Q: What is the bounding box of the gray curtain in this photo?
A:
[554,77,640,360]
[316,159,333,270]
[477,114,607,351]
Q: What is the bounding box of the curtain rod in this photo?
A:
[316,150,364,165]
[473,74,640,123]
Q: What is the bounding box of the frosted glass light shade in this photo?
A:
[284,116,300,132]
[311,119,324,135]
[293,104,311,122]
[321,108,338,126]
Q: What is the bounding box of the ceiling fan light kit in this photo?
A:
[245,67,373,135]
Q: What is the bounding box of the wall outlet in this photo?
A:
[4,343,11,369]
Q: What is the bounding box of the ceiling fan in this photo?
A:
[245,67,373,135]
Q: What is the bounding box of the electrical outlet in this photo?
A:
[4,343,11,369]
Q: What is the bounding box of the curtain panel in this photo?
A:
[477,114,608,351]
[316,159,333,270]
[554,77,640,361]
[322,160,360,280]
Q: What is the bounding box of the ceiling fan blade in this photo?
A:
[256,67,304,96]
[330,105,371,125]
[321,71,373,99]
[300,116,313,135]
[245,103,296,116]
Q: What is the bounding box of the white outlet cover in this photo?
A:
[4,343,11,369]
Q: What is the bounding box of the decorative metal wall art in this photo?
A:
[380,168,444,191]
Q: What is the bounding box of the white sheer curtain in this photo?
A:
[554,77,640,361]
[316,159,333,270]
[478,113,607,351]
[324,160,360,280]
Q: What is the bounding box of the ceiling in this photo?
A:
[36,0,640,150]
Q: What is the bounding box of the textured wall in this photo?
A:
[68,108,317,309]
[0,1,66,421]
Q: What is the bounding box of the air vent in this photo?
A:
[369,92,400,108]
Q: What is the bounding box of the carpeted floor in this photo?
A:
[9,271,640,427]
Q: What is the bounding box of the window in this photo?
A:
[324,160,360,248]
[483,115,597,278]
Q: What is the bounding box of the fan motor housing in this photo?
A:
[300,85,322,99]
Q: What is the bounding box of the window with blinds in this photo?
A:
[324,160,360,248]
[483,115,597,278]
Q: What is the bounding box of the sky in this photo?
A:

- - - - - - -

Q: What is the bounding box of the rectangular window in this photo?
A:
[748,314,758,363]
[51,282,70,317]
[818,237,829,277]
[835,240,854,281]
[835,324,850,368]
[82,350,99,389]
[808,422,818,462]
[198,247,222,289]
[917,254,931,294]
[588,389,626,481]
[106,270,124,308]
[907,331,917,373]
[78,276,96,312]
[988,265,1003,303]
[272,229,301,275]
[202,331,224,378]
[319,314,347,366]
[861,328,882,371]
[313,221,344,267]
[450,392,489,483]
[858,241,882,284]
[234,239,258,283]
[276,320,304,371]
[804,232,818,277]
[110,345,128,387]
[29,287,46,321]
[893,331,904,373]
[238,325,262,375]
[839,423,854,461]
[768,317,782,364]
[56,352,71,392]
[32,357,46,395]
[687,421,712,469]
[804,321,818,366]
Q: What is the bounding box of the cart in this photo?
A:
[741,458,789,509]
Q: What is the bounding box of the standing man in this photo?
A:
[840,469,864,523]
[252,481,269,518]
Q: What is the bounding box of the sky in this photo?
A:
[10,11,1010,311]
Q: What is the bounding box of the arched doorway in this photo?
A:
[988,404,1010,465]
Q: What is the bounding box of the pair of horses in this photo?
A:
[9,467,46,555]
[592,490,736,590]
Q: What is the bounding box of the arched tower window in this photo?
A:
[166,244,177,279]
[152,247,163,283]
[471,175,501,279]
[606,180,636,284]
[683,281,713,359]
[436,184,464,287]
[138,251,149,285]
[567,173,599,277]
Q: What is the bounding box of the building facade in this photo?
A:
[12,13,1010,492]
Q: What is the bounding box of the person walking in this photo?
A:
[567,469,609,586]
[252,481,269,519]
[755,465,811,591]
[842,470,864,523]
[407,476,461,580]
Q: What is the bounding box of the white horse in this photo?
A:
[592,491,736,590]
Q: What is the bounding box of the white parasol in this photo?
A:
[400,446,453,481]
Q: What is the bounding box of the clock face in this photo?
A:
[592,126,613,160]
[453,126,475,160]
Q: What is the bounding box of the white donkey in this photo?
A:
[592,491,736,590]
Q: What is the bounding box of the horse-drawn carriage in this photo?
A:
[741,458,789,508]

- - - - - - -

_EXERCISE_
From the listing above, copy word for word every line from the one containing "Q: What is the bounding box of the pair" up to and including the one containing "[453,126,475,160]".

_ANSWER TO THIS TASK_
Q: What is the bounding box of the pair of horses in this photo?
A:
[9,467,46,555]
[592,490,736,590]
Q: What is the bounding box of the arched tower window in this photo?
A:
[166,244,177,279]
[152,247,163,283]
[471,175,501,279]
[606,180,636,284]
[683,281,713,359]
[436,184,464,287]
[138,251,149,285]
[567,173,599,277]
Q: What is the bounding box of the building facade in this photo?
A:
[12,13,1010,492]
Q: What is the bounding box of the person walking in this photo?
A:
[567,469,609,586]
[252,481,269,519]
[755,465,811,591]
[842,470,864,523]
[407,476,461,580]
Q: What is the bounding box of the white horse in this photo?
A:
[592,491,736,590]
Q: What is the bounding box of the white parasol in this photo?
A:
[400,446,453,481]
Q: What is the bounding box of the clock face in this photo?
A:
[592,126,613,160]
[453,126,475,160]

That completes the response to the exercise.